*** Opening Given information ***

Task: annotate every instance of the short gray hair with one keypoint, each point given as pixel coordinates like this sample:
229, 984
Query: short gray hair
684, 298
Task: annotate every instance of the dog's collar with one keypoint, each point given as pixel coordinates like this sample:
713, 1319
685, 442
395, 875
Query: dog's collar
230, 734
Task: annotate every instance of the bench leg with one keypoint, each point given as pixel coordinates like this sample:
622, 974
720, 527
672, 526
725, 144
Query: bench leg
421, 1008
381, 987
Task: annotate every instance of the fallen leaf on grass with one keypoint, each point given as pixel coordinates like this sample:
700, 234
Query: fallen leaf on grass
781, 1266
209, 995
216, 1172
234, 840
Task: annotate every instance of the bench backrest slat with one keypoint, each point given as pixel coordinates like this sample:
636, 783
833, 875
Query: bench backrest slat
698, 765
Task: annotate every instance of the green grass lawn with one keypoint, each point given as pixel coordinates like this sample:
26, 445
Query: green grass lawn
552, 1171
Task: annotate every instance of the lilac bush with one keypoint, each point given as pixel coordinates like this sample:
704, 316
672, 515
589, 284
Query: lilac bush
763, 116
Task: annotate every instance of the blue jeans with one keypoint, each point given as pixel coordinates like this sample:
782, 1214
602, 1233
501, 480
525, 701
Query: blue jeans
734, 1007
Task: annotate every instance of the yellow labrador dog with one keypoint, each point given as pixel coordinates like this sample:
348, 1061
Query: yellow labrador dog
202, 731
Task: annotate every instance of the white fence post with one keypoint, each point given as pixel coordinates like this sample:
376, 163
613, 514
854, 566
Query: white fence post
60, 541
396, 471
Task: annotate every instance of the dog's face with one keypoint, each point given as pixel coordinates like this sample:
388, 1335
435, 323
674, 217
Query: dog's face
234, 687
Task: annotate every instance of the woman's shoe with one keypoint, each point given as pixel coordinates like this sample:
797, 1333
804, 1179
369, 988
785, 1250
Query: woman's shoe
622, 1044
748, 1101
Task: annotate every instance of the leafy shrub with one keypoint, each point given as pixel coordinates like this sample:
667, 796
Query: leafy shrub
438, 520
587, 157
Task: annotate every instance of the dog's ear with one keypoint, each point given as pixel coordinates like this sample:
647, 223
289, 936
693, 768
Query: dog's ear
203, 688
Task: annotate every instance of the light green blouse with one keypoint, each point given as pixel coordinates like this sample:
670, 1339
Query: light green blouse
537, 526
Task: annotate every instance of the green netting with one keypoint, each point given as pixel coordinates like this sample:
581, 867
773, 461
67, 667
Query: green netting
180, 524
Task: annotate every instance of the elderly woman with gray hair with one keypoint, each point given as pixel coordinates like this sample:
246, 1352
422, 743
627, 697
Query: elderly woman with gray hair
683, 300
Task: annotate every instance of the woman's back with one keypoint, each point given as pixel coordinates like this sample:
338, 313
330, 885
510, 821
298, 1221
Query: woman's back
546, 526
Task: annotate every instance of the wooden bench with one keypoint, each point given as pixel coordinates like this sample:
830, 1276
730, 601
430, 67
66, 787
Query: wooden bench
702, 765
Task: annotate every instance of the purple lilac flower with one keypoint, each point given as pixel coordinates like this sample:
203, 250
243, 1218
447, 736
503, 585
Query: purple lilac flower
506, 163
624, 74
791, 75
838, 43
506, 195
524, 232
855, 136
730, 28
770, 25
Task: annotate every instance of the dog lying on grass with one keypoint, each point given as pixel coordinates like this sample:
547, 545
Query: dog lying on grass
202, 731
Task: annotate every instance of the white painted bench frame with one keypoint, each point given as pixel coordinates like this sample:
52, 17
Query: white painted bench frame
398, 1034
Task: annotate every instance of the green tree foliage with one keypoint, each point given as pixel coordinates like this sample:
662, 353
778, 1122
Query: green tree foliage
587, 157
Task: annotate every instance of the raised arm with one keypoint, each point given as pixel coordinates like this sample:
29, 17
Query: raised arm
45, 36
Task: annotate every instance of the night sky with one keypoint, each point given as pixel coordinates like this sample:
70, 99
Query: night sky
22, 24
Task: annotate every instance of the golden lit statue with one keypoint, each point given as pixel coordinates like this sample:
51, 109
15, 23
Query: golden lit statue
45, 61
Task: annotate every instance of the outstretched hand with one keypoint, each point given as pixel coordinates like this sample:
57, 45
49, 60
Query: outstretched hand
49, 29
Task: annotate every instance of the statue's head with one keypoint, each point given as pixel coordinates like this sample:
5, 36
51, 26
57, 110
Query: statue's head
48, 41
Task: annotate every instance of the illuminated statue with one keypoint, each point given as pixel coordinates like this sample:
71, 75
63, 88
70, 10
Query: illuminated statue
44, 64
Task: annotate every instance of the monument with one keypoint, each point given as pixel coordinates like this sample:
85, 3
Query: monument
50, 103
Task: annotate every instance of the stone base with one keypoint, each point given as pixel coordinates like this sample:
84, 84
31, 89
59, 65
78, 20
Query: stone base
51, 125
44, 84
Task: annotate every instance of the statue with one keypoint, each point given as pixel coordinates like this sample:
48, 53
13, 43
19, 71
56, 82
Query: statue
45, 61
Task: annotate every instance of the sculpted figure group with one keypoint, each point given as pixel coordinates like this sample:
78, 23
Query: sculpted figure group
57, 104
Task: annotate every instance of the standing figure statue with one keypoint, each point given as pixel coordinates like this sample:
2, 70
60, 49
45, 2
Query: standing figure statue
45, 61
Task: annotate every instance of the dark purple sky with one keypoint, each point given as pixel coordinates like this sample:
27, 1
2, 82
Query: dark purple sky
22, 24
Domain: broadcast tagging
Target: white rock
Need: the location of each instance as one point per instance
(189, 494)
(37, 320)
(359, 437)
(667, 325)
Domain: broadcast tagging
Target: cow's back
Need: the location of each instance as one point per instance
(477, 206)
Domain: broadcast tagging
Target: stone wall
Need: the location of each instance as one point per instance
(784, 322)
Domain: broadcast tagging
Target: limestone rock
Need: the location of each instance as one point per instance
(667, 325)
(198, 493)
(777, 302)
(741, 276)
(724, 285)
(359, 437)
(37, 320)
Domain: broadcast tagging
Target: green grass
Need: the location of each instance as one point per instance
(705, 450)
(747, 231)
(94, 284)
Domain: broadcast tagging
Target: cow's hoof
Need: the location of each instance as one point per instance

*** Closing Given information ***

* [Activity] Every line above should be transcribed exactly.

* [Task result]
Task: annotate every instance of the short gray hair with one keypoint, each point given as pixel coordinates like this sample:
229, 984
Query: short gray hair
684, 298
Task: annotate every instance of the dog's collar with one keypoint, each point given as pixel coordinates like this sample:
713, 1319
685, 442
395, 875
Query: dog's collar
230, 734
Task: annotate every instance of the bench leg with one keypoint, each point given as pixel coordinates like this sample:
622, 974
720, 527
672, 526
725, 144
Query: bench leg
421, 1008
381, 987
Task: annotate every instance of the fallen leaf on grass with one keypoint, each point given as pixel coordinates like this sample:
700, 234
Query: fallen leaf on grass
781, 1266
209, 995
216, 1172
234, 840
Task: annotate every instance of the bench backrest slat with one keypoint, each point given as pixel coordinates like this sample:
636, 783
833, 875
Query: bench backrest slat
698, 765
Task: annotate every instance of the green grass lawn with one keypoint, each point given as pixel coordinates like this sample:
26, 445
Query: green grass lawn
552, 1171
Task: annotate every instance of the lilac bush with one keypoint, each point given as pixel coordinates like this sample:
704, 316
672, 515
589, 284
Query: lilac bush
763, 116
Task: annotate every instance of the blue jeans with one keypoint, each point given as pixel coordinates like this sample:
782, 1214
602, 1233
501, 480
525, 701
Query: blue jeans
734, 1007
Task: annotate every instance of the yellow labrador dog with one keypoint, each point given as pixel coordinates like this sample:
348, 1061
Query: yellow labrador dog
202, 731
Task: annotate every instance of the white fence post with one keypoint, each point given as pixel coordinates like this sample:
376, 163
613, 514
854, 566
Query: white fence post
60, 541
396, 471
Task: annotate every instance of the dog's face with one keypoint, each point given as pixel coordinates like this sample:
388, 1335
435, 323
674, 217
Query: dog's face
234, 687
Task: annotate every instance of the woman's shoe with one keypoint, each point given as pixel coordinates like this sample:
797, 1333
804, 1179
369, 988
785, 1250
Query: woman's shoe
622, 1044
748, 1101
Task: annotate every instance of the leafy shrub with one keypoint, each point given as pixel coordinates like this sample:
667, 796
Query: leafy shrub
438, 520
587, 157
Task: annotate every instance of the dog's ear with one keypoint, each point given as pixel coordinates like this sample:
647, 223
289, 936
693, 768
Query: dog's ear
203, 688
Task: annotate every instance of the light green blouse with one keypoint, each point given as pixel coordinates like this sample:
670, 1339
Query: light green blouse
537, 526
Task: annotate every instance of the green netting with one keypoint, each point given as pixel coordinates like this sample:
581, 867
773, 461
67, 667
Query: green netting
180, 524
Task: annotate every instance of the elderly woman with gray hair with one keypoint, each point given as pixel coordinates like this sample:
246, 1352
422, 743
627, 697
Query: elderly woman with gray hair
683, 300
Task: annotate every instance of the woman's back with one keypoint, each point given as pixel coordinates like this sample:
338, 313
330, 885
510, 821
298, 1221
Query: woman's back
546, 526
Task: annotate every instance of the wooden bench with one keypoint, each point given as pixel coordinates like this sample:
830, 1276
730, 601
430, 67
66, 787
Query: wooden bench
702, 765
Task: annotate every instance of the purple lilac flower with one keypoint, each point given as pixel coordinates like this sample:
203, 250
243, 1218
447, 736
503, 585
Query: purple lilac flower
506, 163
624, 74
791, 75
838, 43
506, 195
524, 232
855, 136
730, 28
770, 25
Task: annotate every instance of the dog lying on grass with one keypoint, each point given as pixel coordinates like this sample:
547, 545
Query: dog lying on grass
202, 731
Task: annotate every instance of the white painted bench frame with one keypoint, each point given as pixel coordinates like this sample:
52, 17
Query: white painted bench frame
398, 1034
Task: annotate every instance of the green tree foliage with one keypoint, each point given as pixel coordinates like this sample:
662, 353
778, 1122
Query: green tree foliage
587, 157
Task: annotate every instance of the raised arm with one keypoint, each point given as pixel coordinates like this sample:
29, 17
Query: raised arm
45, 36
Task: annotate every instance of the night sky with one keypoint, each point given as pixel coordinates like this sample:
70, 99
Query: night sky
22, 24
Task: annotate every instance of the golden lit statue with one keypoint, each point given as pixel coordinates like this sample:
51, 109
15, 23
Query: golden lit statue
45, 61
Task: annotate every instance of the outstretched hand with one keypoint, each point given as pixel coordinates like this sample:
57, 45
49, 60
Query: outstretched hand
49, 29
Task: annotate every instance of the statue's head with one keypoint, each point given as pixel coordinates like this sample:
5, 36
51, 26
57, 110
Query: statue's head
48, 41
Task: annotate every instance of the illuminated statue with one keypoint, each point given as pixel coordinates like this sample:
71, 75
63, 88
70, 10
Query: illuminated statue
44, 64
Task: annotate every instance of the monument with one keypoint, each point given as pixel coordinates like this sample:
85, 3
Query: monument
50, 103
Task: annotate every instance of the stone base with one keypoint, each point given as pixel coordinates like this sample:
84, 84
31, 89
59, 65
78, 20
Query: stone base
51, 125
44, 84
Task: annotate every instance of the statue with one keypoint, each point given as pixel coordinates like this sample:
48, 53
13, 43
19, 71
56, 82
Query: statue
45, 61
Task: annotate every instance of the sculpted figure group with one keypoint, each point given as pixel coordinates like this sample:
78, 23
Query: sculpted figure group
57, 104
Task: annotate every instance of the standing figure statue with one keypoint, each point given as pixel coordinates like this sample:
2, 70
60, 49
45, 2
Query: standing figure statue
45, 61
Task: annotate every instance of the dark purple sky with one keypoint, each point given as pixel coordinates like this sample:
27, 1
2, 82
Query: dark purple sky
22, 24
Domain: broadcast tagging
Target: white rock
Need: the location of each instance as one point per instance
(189, 494)
(37, 320)
(359, 437)
(667, 325)
Domain: broadcast tagging
Target: cow's back
Need: the location of each instance as one point per instance
(477, 206)
Domain: broadcast tagging
Target: stone wall
Need: the location of each instance as one point per instance
(784, 322)
Domain: broadcast tagging
Target: limestone rock
Need: the location of each instance as one point per instance
(667, 325)
(198, 493)
(777, 302)
(741, 276)
(724, 285)
(359, 437)
(37, 320)
Domain: broadcast tagging
Target: green grass
Need: the location of each instance as one point per instance
(705, 450)
(747, 231)
(94, 284)
Domain: broadcast tagging
Target: cow's hoof
Need: the location of each instance as one point per instance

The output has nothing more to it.